Okunacak metin:
- - -
Emsal Mahkeme Kararı Ankara Bölge Adliye Mahkemesi 35. Hukuk Dairesi 2022/277 E. 2022/289 K. 26.10.2022 T.

Görüntülediğiniz mahkeme kararı henüz kesinleşmemiştir. Yararlı olması amacıyla eklenmiştir.

T.C. ANKARA BÖLGE ADLİYE MAHKEMESİ BAM 35. HUKUK DAİRESİ Esas-Karar No: 2022/277 – 2022/289
T.C.
ANKARA
BÖLGE ADLİYE MAHKEMESİ
35. HUKUK DAİRESİ

DOSYA NO : 2022/277
KARAR NO : 2022/289

T Ü R K M İ L L E T İ A D I N A
K A R A R

İNCELENEN KARARIN
MAHKEMESİ : ANKARA 14. ASLİYE TİCARET MAHKEMESİ
TARİHİ : 17/12/2018
NUMARASI : 2015/1455 Esas 2018/834 Karar

DAVACI :
VEKİLLERİ :
DAVALI :
VEKİLLERİ :
DAVALI :
VEKİLİ :
İHBAR OLUNAN :
VEKİLİ :

DAVANIN KONUSU : Tazminat
KARAR TARİHİ : 26/10/2022
GEREKÇELİ KARAR
YAZILMA TARİHİ : 14/11/2022

KARAR

Mahalli mahkemesince verilen karara karşı davacı vekili ve davalı … vekili tarafından süresi içinde istinaf kanun yoluna başvurulmuş olup, başvuru şartlarının yerine getirildiği dosya üzerinde yapılan ön inceleme ile anlaşılmakla yapılan istinaf incelemesi sonunda;
TARAFLARIN İDDİA VE SAVUNMALARI
Davacı vekili dava dilekçesinde; 15/03/2015 tarihinde…’in, yolcu olarak bulunduğu araca, ZMMS sigortası olmayan aracın çarpması neticesinde…’in vefat ettiğini, davacının ölenin babası olduğunu, kaza neticesinde üzüntü duyduğunu ve kızının desteğinden mahrum kaldığını belirterek fazlaya ilişkin haklarını saklı kalmak kaydıyla 100,00 TL tazminatın davalılardan müştereken ve müteselsilen, 25.000,00 TL manevi tazminatın ise davalı …’den olay tarihinden itibaren işleyecek avans faizi ile tahsiline karar verilmesini istemiş, ıslah dilekçesi ile maddi tazminat talebini 20.555,40 TL olarak arttırmıştır.
Davalı … vekili cevap dilekçesinde; davalının kazada kusursuz olduğunu belirterek davanın reddini istemiştir.
Davalı … vekili cevap dilekçesinde; davanın reddini istemiştir.
- - -
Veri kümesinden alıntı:
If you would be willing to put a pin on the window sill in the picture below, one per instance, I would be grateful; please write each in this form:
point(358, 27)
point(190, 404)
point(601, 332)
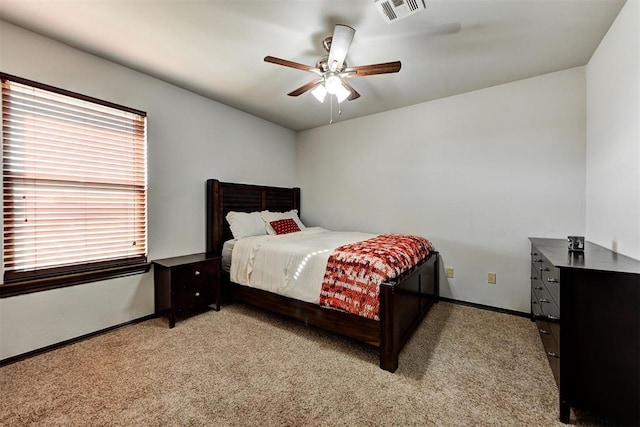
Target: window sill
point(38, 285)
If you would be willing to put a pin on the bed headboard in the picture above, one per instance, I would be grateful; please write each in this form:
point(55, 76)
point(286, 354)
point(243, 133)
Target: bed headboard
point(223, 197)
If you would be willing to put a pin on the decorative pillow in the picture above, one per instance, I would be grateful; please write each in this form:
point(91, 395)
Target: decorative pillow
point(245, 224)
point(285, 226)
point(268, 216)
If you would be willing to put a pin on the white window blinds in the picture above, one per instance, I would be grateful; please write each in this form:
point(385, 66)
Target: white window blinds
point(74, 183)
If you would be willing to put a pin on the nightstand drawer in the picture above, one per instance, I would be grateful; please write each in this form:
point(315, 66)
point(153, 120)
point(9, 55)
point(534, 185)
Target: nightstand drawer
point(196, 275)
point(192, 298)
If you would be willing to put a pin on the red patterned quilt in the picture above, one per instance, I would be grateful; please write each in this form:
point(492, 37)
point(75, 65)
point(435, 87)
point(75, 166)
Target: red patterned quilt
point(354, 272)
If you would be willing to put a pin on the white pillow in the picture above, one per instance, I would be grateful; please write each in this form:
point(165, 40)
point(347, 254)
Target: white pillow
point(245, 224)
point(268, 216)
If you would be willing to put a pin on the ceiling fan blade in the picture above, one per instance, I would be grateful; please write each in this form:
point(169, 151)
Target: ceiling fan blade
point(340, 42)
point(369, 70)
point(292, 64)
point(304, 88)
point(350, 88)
- - -
Yönerge: Mahkeme kararında "Emsal Mahkeme Kararı" sözlerini içeren ifadeyle açılıp "olması amacıyla eklenmiştir." ile kapanan bölümü harfi harfine yazıya geçirin.

Yanıt aşağıda:
Emsal Mahkeme Kararı Ankara Bölge Adliye Mahkemesi 35. Hukuk Dairesi 2022/277 E. 2022/289 K. 26.10.2022 T.

Görüntülediğiniz mahkeme kararı henüz kesinleşmemiştir. Yararlı olması amacıyla eklenmiştir.